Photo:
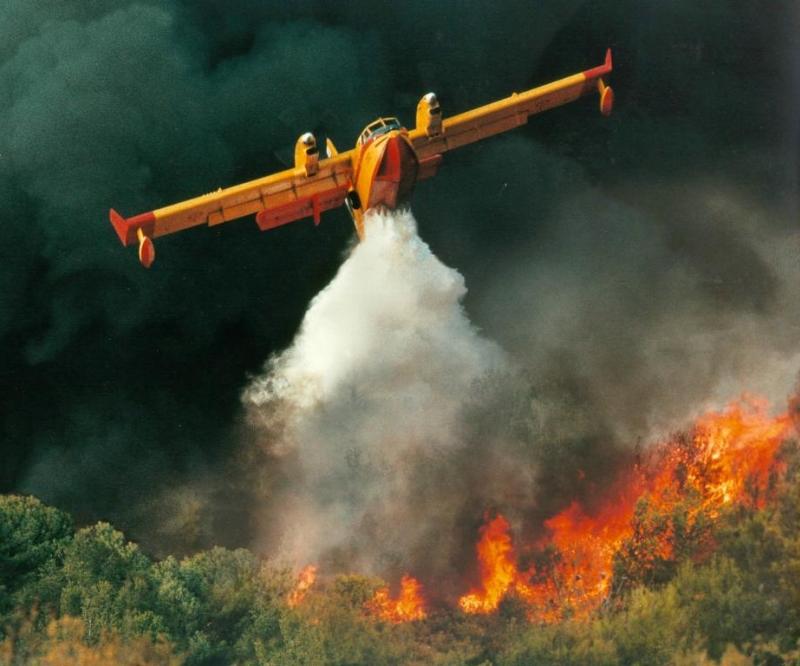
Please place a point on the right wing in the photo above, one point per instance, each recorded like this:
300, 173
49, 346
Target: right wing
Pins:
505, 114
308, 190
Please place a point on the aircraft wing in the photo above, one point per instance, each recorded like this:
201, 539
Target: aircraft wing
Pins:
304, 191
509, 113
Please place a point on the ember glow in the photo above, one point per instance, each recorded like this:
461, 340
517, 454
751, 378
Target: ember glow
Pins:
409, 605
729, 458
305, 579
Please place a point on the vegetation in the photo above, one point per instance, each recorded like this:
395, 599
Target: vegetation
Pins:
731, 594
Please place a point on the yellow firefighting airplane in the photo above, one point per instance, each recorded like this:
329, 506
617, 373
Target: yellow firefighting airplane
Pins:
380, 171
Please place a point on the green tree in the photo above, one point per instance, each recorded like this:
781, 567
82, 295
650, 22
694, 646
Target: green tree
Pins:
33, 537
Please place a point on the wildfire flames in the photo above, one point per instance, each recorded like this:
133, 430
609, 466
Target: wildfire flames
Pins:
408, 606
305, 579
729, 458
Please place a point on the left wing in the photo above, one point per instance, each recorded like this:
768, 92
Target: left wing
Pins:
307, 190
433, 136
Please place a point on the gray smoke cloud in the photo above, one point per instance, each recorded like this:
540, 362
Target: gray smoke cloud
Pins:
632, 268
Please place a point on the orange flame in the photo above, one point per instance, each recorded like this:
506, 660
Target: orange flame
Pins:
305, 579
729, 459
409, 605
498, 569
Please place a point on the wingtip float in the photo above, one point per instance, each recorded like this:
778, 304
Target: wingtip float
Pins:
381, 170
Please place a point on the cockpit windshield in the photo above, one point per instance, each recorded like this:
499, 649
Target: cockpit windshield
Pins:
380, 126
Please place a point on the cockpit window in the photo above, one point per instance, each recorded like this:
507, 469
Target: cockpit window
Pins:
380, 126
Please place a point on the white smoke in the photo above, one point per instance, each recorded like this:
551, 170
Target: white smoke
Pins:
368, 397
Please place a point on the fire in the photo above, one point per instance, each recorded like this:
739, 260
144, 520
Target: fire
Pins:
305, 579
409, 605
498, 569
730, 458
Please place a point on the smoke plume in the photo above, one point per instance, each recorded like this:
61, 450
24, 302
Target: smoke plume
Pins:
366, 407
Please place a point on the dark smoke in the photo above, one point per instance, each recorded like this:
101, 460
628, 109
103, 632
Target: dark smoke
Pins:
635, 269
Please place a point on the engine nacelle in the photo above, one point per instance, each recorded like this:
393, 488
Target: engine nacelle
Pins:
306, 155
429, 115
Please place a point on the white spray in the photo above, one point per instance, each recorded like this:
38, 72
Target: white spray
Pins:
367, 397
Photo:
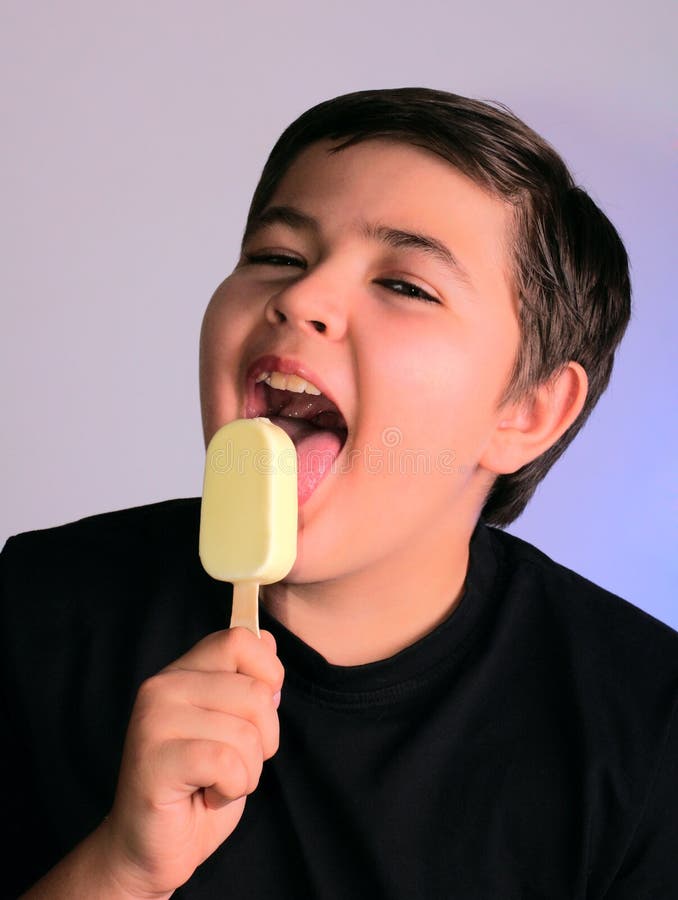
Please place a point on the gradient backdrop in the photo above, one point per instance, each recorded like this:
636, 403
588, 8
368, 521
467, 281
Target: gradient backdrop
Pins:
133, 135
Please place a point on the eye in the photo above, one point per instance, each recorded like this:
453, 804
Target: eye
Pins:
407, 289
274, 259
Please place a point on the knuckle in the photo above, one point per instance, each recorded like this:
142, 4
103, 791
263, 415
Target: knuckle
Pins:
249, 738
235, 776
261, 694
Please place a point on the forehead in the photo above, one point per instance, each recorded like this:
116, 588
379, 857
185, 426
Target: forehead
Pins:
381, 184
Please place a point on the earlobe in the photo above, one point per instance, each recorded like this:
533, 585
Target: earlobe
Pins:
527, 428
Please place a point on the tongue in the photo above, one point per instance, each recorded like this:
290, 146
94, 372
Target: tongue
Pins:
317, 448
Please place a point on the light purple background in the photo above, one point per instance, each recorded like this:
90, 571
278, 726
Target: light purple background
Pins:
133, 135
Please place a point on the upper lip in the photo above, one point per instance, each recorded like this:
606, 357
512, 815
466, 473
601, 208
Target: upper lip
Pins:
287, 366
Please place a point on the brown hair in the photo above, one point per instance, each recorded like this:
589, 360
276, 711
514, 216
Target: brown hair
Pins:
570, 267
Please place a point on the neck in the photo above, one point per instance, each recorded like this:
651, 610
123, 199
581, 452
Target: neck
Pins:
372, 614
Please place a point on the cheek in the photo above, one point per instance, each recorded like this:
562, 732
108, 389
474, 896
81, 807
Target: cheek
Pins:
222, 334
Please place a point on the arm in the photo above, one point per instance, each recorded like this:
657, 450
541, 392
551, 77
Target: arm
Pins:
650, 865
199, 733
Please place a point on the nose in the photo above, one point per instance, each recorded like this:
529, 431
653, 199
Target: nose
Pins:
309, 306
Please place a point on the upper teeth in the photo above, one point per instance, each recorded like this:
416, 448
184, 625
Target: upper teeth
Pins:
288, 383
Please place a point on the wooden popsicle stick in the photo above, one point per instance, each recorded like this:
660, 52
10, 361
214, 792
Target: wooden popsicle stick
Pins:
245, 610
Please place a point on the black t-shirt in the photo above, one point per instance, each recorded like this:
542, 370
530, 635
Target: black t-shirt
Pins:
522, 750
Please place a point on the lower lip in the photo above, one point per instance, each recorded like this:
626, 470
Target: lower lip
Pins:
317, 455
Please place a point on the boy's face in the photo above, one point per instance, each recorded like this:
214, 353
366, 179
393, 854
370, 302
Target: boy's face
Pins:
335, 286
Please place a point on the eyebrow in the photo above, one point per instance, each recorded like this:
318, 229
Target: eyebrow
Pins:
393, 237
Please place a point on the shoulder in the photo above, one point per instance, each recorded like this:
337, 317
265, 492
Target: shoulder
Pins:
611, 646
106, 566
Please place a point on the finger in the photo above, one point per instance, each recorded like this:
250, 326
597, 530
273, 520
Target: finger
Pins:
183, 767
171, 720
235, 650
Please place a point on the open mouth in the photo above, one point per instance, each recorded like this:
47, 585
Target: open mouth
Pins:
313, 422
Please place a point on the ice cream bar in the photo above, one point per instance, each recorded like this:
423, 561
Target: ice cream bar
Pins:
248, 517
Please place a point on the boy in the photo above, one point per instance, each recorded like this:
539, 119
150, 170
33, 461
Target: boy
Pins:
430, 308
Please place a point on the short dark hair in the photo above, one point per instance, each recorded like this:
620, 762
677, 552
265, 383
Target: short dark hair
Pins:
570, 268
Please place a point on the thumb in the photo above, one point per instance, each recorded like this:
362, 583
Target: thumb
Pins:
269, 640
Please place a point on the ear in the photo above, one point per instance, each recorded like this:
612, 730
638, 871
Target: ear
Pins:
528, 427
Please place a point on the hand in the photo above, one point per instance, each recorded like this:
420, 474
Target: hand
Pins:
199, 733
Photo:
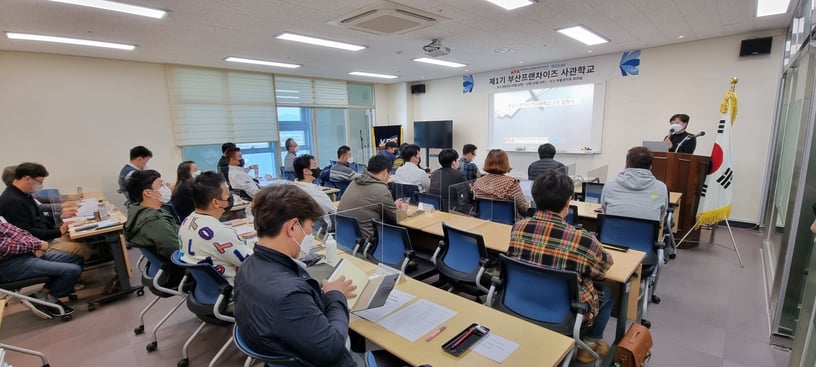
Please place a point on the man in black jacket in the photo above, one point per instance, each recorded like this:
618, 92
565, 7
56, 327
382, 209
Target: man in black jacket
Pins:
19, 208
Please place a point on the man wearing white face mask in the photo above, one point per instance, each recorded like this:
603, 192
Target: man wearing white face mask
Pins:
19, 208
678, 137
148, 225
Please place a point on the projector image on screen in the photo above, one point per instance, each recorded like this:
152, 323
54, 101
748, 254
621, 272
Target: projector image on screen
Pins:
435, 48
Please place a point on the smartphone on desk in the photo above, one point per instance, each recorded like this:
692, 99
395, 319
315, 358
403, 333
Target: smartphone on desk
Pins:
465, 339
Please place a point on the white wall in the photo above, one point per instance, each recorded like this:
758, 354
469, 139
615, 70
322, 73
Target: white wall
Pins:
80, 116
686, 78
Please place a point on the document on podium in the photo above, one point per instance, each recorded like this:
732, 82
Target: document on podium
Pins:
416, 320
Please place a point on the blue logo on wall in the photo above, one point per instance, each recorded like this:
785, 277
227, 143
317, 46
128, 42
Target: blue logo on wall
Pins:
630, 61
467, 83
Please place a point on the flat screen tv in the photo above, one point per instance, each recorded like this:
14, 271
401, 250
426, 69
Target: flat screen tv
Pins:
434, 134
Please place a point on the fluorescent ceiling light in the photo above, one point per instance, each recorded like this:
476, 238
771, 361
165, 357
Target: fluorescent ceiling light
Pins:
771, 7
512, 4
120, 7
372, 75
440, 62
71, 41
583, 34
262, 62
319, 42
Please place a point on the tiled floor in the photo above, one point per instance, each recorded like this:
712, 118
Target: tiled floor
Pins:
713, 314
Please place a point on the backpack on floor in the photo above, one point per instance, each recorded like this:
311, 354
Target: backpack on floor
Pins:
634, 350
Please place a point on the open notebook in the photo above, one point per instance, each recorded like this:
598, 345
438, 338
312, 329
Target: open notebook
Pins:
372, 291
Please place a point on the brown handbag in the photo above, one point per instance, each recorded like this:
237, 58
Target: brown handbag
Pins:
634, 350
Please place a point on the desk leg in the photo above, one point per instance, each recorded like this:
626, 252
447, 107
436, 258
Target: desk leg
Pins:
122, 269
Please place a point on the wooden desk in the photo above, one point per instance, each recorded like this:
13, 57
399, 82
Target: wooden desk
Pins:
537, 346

__________________________________________________

**What needs to be done**
For the string "gray", search the preceding data and copy every line that includes it.

**Written reply**
Please place a point on the gray smoke cloud in the photo above, one point per instance, each recorded like this:
Target: gray smoke cloud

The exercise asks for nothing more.